MATERIAL PROVIDED:
>> Begin
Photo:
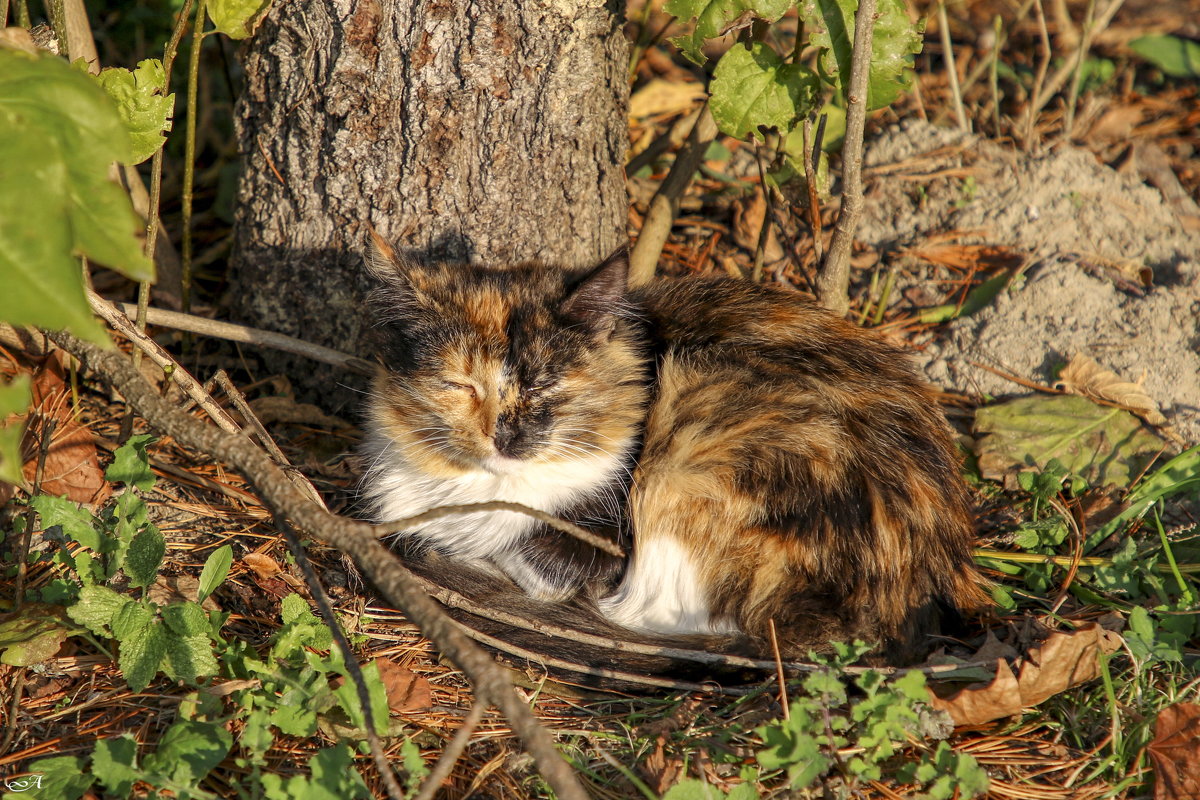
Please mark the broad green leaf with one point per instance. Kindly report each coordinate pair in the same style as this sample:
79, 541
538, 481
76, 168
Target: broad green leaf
114, 762
190, 657
144, 110
189, 751
714, 17
144, 557
33, 635
13, 400
1105, 445
894, 40
237, 18
215, 571
142, 653
63, 777
77, 523
131, 464
186, 618
59, 132
1181, 475
1174, 55
753, 86
97, 608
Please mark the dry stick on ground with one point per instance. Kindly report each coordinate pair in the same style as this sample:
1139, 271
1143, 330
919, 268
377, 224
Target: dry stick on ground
833, 283
245, 335
353, 537
181, 377
665, 202
952, 67
451, 752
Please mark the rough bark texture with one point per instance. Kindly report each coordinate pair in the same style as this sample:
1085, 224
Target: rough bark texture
481, 130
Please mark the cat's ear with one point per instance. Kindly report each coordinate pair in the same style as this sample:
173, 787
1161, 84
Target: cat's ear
381, 259
598, 298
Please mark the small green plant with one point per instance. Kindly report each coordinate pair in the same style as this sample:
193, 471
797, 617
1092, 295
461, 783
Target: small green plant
827, 731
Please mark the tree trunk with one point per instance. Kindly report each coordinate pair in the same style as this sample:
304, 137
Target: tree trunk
473, 130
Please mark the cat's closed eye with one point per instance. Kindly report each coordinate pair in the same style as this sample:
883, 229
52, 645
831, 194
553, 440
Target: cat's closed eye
471, 390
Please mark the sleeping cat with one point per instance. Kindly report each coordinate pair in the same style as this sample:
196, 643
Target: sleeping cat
759, 458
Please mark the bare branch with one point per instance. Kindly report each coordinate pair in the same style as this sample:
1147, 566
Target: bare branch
833, 283
665, 202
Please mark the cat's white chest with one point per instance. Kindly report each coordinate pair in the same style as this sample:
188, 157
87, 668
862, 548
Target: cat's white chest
396, 489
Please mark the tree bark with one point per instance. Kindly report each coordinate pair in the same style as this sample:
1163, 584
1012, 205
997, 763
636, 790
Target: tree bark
473, 130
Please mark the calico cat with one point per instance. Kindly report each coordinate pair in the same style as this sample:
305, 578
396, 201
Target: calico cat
760, 459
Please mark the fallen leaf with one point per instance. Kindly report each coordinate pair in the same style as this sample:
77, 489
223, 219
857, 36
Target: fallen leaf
1083, 376
1103, 444
1175, 752
1063, 660
34, 635
659, 97
407, 691
72, 463
262, 565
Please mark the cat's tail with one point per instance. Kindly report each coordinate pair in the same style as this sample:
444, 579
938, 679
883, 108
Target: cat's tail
574, 643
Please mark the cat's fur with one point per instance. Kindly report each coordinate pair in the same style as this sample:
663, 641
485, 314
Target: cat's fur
760, 458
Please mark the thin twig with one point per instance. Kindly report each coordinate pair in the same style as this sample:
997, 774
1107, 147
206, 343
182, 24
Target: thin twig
352, 665
952, 67
232, 332
833, 283
665, 203
779, 669
160, 356
453, 751
438, 512
353, 537
193, 72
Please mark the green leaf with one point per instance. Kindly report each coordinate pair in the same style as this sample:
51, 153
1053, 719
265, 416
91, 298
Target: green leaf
753, 86
13, 400
186, 618
59, 132
144, 110
190, 657
1174, 55
1105, 445
131, 463
894, 40
237, 18
61, 777
189, 751
978, 299
114, 762
77, 523
714, 17
144, 557
142, 651
215, 570
96, 609
33, 635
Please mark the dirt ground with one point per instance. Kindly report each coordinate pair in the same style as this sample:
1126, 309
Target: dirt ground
1090, 236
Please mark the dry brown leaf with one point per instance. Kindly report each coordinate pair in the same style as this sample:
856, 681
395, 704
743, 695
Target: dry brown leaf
1175, 752
407, 691
1083, 376
1062, 661
658, 97
969, 257
72, 463
262, 565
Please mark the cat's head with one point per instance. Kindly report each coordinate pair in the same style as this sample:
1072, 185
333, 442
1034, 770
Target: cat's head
496, 368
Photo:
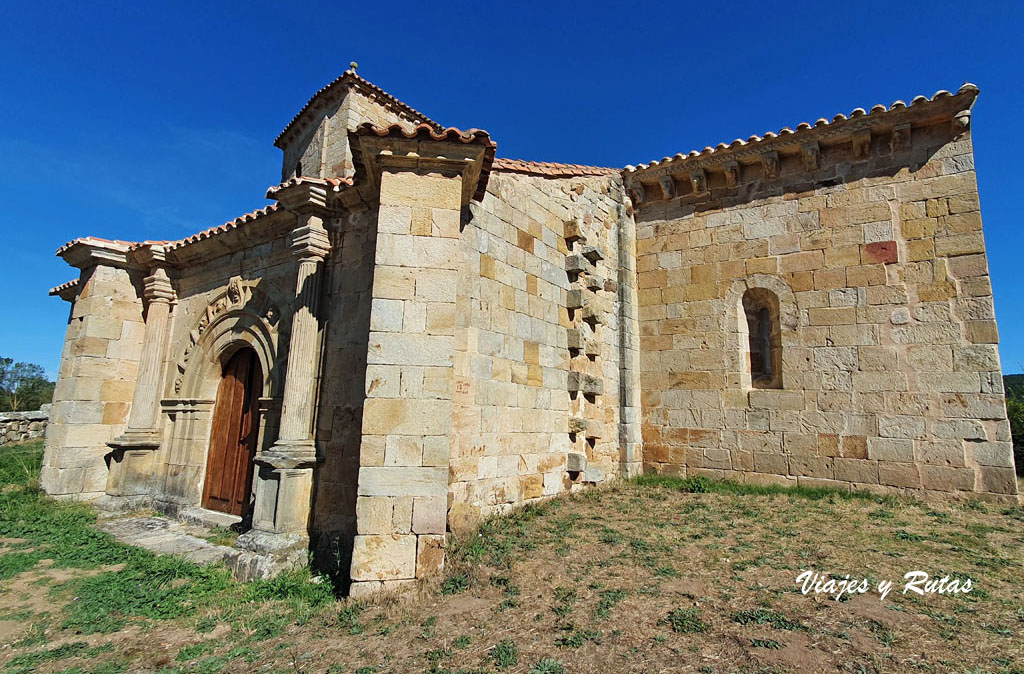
>> End
YOUR INSTRUCTIONS: Count the lines of the listing above that contain the string "brown". Give only the number.

TASK SOLUTION: 2